>> Start

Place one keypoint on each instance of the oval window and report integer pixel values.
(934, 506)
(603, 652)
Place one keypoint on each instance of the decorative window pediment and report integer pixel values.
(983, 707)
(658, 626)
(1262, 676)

>> End

REQUEST — Reproduce all of the data above line for line, and shift every coordinate in the answers by -100.

EXPECTED ANSWER —
Place one keypoint on each instance of the oval window and report integer pixel values.
(834, 406)
(503, 552)
Place one keypoint on each instance of the decorative window pediment and report integer pixel values.
(883, 607)
(558, 526)
(1162, 576)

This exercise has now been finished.